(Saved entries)

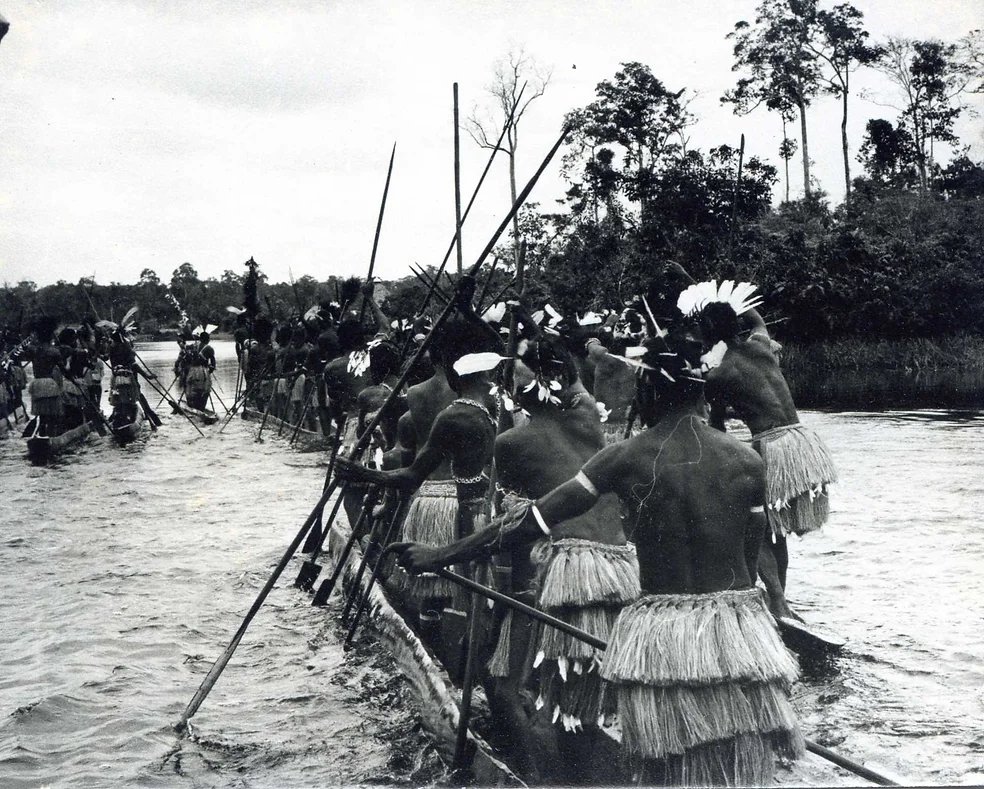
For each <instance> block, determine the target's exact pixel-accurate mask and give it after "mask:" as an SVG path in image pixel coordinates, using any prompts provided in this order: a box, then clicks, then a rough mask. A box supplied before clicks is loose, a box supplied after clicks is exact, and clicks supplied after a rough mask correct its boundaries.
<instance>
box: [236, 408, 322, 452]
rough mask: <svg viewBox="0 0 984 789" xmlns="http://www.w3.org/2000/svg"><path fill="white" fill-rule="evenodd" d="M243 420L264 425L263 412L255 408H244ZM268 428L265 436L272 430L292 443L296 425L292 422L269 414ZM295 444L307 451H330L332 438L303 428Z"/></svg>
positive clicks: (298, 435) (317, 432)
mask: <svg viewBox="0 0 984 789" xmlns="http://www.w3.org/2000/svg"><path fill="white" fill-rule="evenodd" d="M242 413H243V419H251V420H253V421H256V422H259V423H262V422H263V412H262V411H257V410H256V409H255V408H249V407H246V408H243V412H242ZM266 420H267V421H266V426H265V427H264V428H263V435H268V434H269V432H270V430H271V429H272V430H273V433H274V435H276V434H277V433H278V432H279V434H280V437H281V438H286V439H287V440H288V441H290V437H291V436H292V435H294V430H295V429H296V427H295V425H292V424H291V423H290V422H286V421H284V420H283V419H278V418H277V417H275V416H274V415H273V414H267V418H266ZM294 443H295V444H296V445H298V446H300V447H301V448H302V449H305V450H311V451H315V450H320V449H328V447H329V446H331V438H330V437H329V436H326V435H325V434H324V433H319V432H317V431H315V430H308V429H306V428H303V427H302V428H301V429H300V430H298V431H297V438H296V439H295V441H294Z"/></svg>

» TASK DIRECTIONS
Check every line of the entries above, and copy those that carry the string "rough".

» ANSWER TO THE PROBLEM
For each <instance> block, determine the target's exact pixel-accurate mask and give it after "mask:" as an SVG path in image pixel coordinates, using any prompts provided in this order: a box, then clicks, then a rough mask. A box supplied before clicks is loose, a box supplied after clicks is exact, and clicks supplied after a rough mask correct its boundaries.
rough mask: <svg viewBox="0 0 984 789" xmlns="http://www.w3.org/2000/svg"><path fill="white" fill-rule="evenodd" d="M243 420L264 425L263 412L255 408H244ZM268 428L265 436L272 430L292 443L296 425L292 422L269 414ZM295 444L307 451H330L332 438L303 428Z"/></svg>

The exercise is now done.